* _Aim_
Transcribe the material below exactly as it appears.

* _Data lines_
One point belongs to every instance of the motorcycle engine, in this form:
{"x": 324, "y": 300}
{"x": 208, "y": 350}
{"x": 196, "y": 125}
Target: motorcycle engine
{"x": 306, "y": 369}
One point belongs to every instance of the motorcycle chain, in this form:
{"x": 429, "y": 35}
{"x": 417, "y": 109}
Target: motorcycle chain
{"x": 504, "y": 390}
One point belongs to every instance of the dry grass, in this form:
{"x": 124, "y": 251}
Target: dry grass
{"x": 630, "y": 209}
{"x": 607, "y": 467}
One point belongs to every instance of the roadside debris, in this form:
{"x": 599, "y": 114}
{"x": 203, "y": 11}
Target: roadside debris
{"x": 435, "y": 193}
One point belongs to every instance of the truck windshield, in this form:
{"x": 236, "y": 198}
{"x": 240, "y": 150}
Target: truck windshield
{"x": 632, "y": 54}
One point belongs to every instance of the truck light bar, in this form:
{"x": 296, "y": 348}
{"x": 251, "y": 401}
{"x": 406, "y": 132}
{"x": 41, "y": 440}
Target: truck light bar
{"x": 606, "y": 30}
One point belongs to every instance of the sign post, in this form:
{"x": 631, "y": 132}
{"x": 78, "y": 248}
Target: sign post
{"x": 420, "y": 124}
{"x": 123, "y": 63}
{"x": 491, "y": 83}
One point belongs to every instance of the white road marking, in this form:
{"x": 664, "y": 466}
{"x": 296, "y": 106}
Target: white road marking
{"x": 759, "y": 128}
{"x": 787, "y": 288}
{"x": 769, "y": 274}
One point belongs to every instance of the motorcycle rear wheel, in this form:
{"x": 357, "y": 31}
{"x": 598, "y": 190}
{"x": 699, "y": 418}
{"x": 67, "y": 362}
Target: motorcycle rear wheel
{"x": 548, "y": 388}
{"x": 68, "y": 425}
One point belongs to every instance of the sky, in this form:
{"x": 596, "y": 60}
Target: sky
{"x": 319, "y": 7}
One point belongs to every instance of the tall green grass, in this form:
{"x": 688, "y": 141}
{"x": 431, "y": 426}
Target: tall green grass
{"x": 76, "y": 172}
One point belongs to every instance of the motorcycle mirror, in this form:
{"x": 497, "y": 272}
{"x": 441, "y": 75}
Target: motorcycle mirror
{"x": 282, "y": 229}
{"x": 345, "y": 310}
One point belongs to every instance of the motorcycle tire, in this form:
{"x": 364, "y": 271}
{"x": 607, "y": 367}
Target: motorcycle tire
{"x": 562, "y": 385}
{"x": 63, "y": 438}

* _Result for this exercise_
One point belongs to every instance of the motorcycle engine, in this form:
{"x": 324, "y": 300}
{"x": 208, "y": 350}
{"x": 196, "y": 125}
Target: motorcycle engine
{"x": 306, "y": 369}
One point belongs to every instance of the motorcycle chain, in this form:
{"x": 429, "y": 35}
{"x": 417, "y": 109}
Target: motorcycle chain
{"x": 504, "y": 390}
One point belongs to every instance of the dry grass, in this form:
{"x": 124, "y": 251}
Target: dry grass
{"x": 630, "y": 209}
{"x": 607, "y": 467}
One point belongs to every instance of the roadside debris, in this form:
{"x": 599, "y": 114}
{"x": 203, "y": 11}
Target: roadside debris
{"x": 435, "y": 193}
One point belongs to every instance of the truck windshield, in this form:
{"x": 236, "y": 198}
{"x": 240, "y": 150}
Target: truck windshield
{"x": 632, "y": 54}
One point belongs to every instance of the truck light bar, in this form:
{"x": 296, "y": 348}
{"x": 251, "y": 401}
{"x": 406, "y": 132}
{"x": 41, "y": 440}
Target: truck light bar
{"x": 606, "y": 30}
One point belongs to every instance of the sign post, in this form:
{"x": 631, "y": 132}
{"x": 78, "y": 248}
Target: sign post
{"x": 420, "y": 124}
{"x": 123, "y": 63}
{"x": 491, "y": 83}
One point belongs to every instance of the white road marking, in this form:
{"x": 664, "y": 466}
{"x": 296, "y": 106}
Target: white road marking
{"x": 759, "y": 128}
{"x": 787, "y": 288}
{"x": 769, "y": 274}
One point belongs to every instance of the motorcycle rear wheel, in this form:
{"x": 357, "y": 31}
{"x": 598, "y": 190}
{"x": 699, "y": 418}
{"x": 67, "y": 362}
Target: motorcycle rear wheel
{"x": 548, "y": 388}
{"x": 68, "y": 425}
One point belongs to every instance of the sky, in this form:
{"x": 596, "y": 60}
Target: sky
{"x": 319, "y": 7}
One point belongs to every instance of the tall green grass, in this form:
{"x": 688, "y": 141}
{"x": 431, "y": 426}
Target: tall green grass
{"x": 76, "y": 172}
One point belongs to every instance of the motorcycle mirror, in this form:
{"x": 497, "y": 272}
{"x": 441, "y": 75}
Target: motorcycle mirror
{"x": 282, "y": 229}
{"x": 345, "y": 310}
One point belongs to every instance of the motorcycle tire, in this form:
{"x": 364, "y": 271}
{"x": 607, "y": 367}
Target: motorcycle tire
{"x": 562, "y": 385}
{"x": 63, "y": 438}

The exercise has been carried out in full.